#### TASKS FOR THIS EXERCISE
a - Quote word for word the stretch of the Hostess Cupcake squiggle post that opens with the words "Today I’d like" and closes with "stare at it.".
b - Write what comes next in the Hostess Cupcake squiggle post, picking up right after its final sentence.

#### EXCERPTED TEXT
>>>

Today I’d like to discuss symbolism in junk food, and I’m putting the spotlight on the Hostess Cupcake squiggle.
Nothing made my chubby little ass dance with excitement more than opening my lunchbox and seeing the signature squiggle atop a Hostess Cupcake. It helped signify that I was getting the very best cupcake that 25 cents could buy, and that my parents loved me a little more on this particular day. The whimsical squiggle let me know to expect an eruption of cream when I sunk my teeth into the cupcake – that this wasn’t some cheap knockoff garbage.
The squiggle defines the Hostess brand, and few things in life excite me more (to this day) than does “the Squiggly.”
Butttt I think I may have found one:
Hostess Cupcakes Ice Cream! Good ole’ Squiggles is now bathing in a tub of ice cream, and I can feel something squiggling around in my pants as I stare at it.
I haven’t been this excited since I threw a Hostess Cupcake at the wall.
I opened the lid hoping for a big fat squiggly across the top. Not quite.

<<<

[Dataset records]
>>>

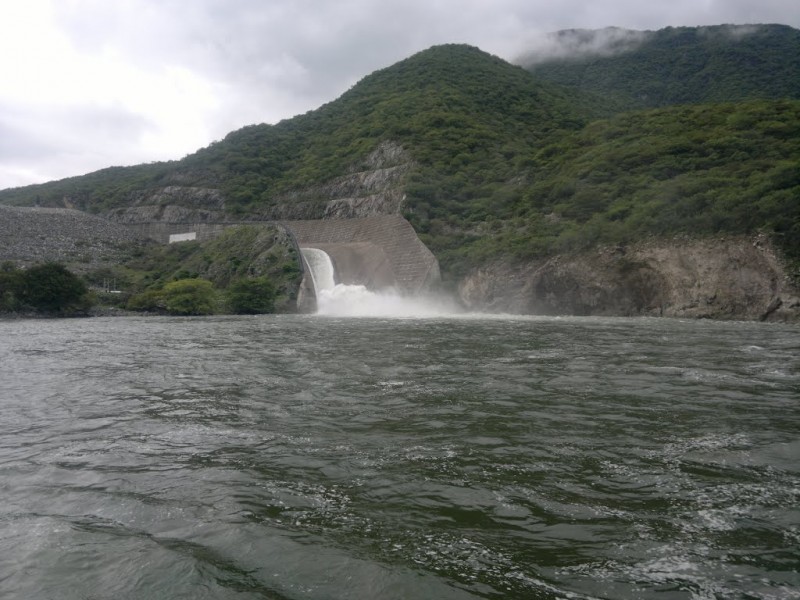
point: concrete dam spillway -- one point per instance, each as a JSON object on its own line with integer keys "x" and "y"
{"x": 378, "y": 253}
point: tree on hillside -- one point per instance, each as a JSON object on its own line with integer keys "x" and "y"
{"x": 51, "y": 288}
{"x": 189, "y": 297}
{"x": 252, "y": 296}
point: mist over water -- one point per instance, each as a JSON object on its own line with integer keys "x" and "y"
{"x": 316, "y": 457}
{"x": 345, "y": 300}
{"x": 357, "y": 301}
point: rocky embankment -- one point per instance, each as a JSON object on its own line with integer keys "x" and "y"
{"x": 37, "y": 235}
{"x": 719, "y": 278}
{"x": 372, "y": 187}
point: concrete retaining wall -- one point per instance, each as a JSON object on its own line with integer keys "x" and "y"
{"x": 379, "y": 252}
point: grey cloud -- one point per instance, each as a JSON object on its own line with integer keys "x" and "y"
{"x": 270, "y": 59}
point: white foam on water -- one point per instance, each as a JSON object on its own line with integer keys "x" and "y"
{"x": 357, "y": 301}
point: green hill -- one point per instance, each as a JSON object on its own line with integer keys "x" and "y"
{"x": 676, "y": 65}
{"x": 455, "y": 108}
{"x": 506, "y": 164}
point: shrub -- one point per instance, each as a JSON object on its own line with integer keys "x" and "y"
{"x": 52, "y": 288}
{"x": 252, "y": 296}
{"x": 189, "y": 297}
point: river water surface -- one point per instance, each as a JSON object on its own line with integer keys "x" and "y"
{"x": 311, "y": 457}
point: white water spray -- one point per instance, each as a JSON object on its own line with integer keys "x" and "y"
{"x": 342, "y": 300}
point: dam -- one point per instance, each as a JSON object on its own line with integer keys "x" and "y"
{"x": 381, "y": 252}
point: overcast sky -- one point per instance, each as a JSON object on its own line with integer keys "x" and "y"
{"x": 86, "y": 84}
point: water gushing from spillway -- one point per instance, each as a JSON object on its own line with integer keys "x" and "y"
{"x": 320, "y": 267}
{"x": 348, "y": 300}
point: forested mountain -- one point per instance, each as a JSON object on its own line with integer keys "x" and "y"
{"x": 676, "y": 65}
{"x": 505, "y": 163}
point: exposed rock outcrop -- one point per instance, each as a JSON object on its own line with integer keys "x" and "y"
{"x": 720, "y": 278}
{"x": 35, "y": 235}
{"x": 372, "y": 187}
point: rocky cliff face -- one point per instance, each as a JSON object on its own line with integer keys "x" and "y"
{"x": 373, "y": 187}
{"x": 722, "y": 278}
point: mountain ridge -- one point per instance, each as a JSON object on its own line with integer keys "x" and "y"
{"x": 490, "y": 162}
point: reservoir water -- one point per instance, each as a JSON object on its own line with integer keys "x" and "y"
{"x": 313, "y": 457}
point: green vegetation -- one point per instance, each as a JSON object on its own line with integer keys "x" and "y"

<<<

#### SOLVED PROBLEMS
a -
Today I’d like to discuss symbolism in junk food, and I’m putting the spotlight on the Hostess Cupcake squiggle.
Nothing made my chubby little ass dance with excitement more than opening my lunchbox and seeing the signature squiggle atop a Hostess Cupcake. It helped signify that I was getting the very best cupcake that 25 cents could buy, and that my parents loved me a little more on this particular day. The whimsical squiggle let me know to expect an eruption of cream when I sunk my teeth into the cupcake – that this wasn’t some cheap knockoff garbage.
The squiggle defines the Hostess brand, and few things in life excite me more (to this day) than does “the Squiggly.”
Butttt I think I may have found one:
Hostess Cupcakes Ice Cream! Good ole’ Squiggles is now bathing in a tub of ice cream, and I can feel something squiggling around in my pants as I stare at it.

b -
Hostess Cupcakes ice cream is chocolate cake ice cream with cake pieces and a cream frosting swirl. I took a few spoonfuls and my squiggle quickly subsided: this doesn’t remind me of Hostess Cupcakes at all.
It tastes like chocolate ice cream.
They may have called it “chocolate cake” ice cream, but this tastes like plain, run-of-the-mill chocolate ice cream to me. Maybe that’s not terrible in and of itself, but combine that with non-optimal texture and it just feels cheap and uninspired. It melts quickly and becomes creamy & whipped in a hurry. I felt like I was eating low-grade melted soft serve the more I consumed. The base is too sweet to call to mind the dark cocoa in a Hostess cupcake.
The ice cream is strike one.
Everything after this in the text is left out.